Mental health, recovery and resilience in Burundi: What happens in under-served communities

Neurological Disorders

ISSN: 2329-6895

Open Access

Mental health, recovery and resilience in Burundi: What happens in under-served communities

N Nkengurutse and P Bitangumutwenzi

Psychiatric Clinic, Burundi

Posters & Accepted Abstracts: J Neurol Disord

Abstract :

Background & Aim: The resilience approach is in keeping with the World Health Organizations conceptualization of mental health as a positive state of psychological well-being going beyond the absence of disease (World Health Organization, 2005). Accumulating evidence indicates the beneficial effects of a psychosocial support on general well-being in patients with mental health impairments. Less evidence is available on benefits of social-economic reinsertion in mental health resilience. This study examined the association between social rehabilitation and recovery status for one year in persons with mental illness.

Method: A longitudinal study using information from mental health database within psychiatric clinic included 120 inpatients aged between 15-55 years in 2017; we collected data during stay and approximately 1 year after they were discharged. WHODAS tool was used to gather information.

Result: The mean age of sample was 22.4. Patients were women (61.5%), men (48.5%); married (43%); rural (89, 4%), undereducated (75%); refugees (93%); from large families (74%); without land (83%), job (87%) or access to health system (47%). They used traditional (92%) or faith care (35%). Screening was made by family (50%), neighbors (35%), community workers (10%) or care providers (5%). GP diagnosed 100% of people: with depression (57%), psychotic features (20%), bipolar disorders (13%), schizophrenia (8 %). 65 % was trauma patients. Average length of stay was 20.1 days. After one year, home visits (12%), Psychological support (25%), medical treatment (14%) was provided. stigmatization (60%) and poor economic reinsertion (90%) undermined improvement. Full recovery (30%) and relapse (42%) of patients were noticed 12 months later.

Conclusion: This study shows how people struggle to recover from a mental illness despite challenge of access to medical services and poor social reinsertion which jeopardizes resilience.

Aim of the exercise - According to the abstract on mental health in Burundi, what was the average length of stay for the inpatients? The records that follow have no connection to the abstract on mental health in Burundi.

Available data -
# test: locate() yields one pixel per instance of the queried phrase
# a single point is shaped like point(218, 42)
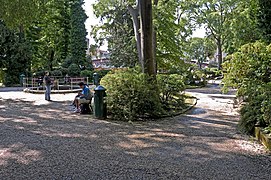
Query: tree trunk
point(145, 12)
point(219, 54)
point(155, 3)
point(135, 13)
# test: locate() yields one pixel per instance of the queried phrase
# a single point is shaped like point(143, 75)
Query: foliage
point(225, 21)
point(263, 16)
point(170, 29)
point(14, 55)
point(78, 43)
point(86, 73)
point(171, 34)
point(170, 86)
point(200, 49)
point(195, 77)
point(73, 70)
point(16, 13)
point(131, 95)
point(52, 35)
point(118, 31)
point(249, 70)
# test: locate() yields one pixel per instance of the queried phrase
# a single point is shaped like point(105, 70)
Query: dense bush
point(195, 77)
point(131, 95)
point(170, 86)
point(249, 70)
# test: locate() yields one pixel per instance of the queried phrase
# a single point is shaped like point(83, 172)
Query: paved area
point(44, 140)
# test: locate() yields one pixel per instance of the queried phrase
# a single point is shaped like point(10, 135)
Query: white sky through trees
point(92, 20)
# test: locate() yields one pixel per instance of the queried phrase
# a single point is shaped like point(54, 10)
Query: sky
point(92, 20)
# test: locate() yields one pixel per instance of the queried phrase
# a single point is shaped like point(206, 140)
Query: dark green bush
point(251, 116)
point(131, 95)
point(56, 72)
point(170, 86)
point(249, 71)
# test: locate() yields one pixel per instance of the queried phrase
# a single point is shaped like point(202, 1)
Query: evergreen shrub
point(131, 95)
point(170, 86)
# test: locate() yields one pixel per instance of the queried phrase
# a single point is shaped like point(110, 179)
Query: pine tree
point(78, 43)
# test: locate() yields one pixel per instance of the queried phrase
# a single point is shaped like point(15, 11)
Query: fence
point(58, 82)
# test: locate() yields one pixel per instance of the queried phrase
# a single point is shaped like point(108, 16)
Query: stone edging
point(265, 139)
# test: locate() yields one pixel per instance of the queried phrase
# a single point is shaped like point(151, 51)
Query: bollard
point(96, 79)
point(99, 104)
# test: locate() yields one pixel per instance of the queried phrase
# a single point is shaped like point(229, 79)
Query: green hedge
point(132, 95)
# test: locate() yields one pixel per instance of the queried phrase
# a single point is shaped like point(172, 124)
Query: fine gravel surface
point(45, 140)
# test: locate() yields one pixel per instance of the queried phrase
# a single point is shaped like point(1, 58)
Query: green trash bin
point(22, 79)
point(100, 110)
point(96, 79)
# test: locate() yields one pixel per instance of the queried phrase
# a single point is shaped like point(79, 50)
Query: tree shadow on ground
point(49, 142)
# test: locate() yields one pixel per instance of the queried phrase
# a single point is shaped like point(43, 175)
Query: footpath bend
point(45, 140)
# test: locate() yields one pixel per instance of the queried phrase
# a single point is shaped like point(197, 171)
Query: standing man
point(47, 83)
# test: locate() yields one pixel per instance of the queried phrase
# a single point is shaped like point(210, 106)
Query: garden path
point(44, 140)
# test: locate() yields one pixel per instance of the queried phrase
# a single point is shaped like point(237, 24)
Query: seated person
point(84, 97)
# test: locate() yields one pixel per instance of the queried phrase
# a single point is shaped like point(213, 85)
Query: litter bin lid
point(99, 88)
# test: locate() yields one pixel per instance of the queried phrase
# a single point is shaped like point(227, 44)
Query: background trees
point(49, 35)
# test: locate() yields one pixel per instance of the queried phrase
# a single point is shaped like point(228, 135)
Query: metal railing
point(58, 82)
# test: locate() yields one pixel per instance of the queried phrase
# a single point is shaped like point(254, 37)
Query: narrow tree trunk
point(155, 3)
point(145, 12)
point(135, 13)
point(219, 54)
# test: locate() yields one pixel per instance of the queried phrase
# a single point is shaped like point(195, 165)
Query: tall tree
point(200, 49)
point(54, 34)
point(78, 43)
point(117, 31)
point(216, 17)
point(264, 16)
point(146, 26)
point(14, 55)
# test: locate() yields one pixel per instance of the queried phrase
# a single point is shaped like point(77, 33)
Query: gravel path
point(44, 140)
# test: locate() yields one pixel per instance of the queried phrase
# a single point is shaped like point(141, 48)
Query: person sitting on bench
point(82, 98)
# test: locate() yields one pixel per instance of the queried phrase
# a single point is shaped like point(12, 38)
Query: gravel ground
point(45, 140)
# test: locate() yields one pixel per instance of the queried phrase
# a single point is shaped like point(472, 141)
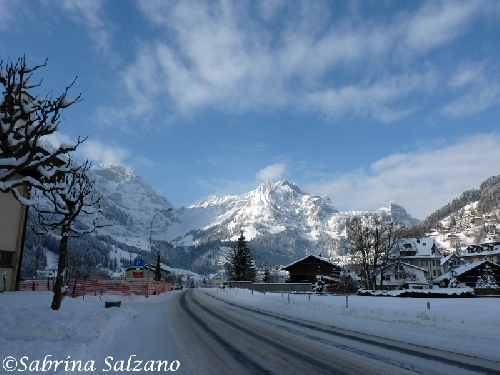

Answer to this task - 20.1 days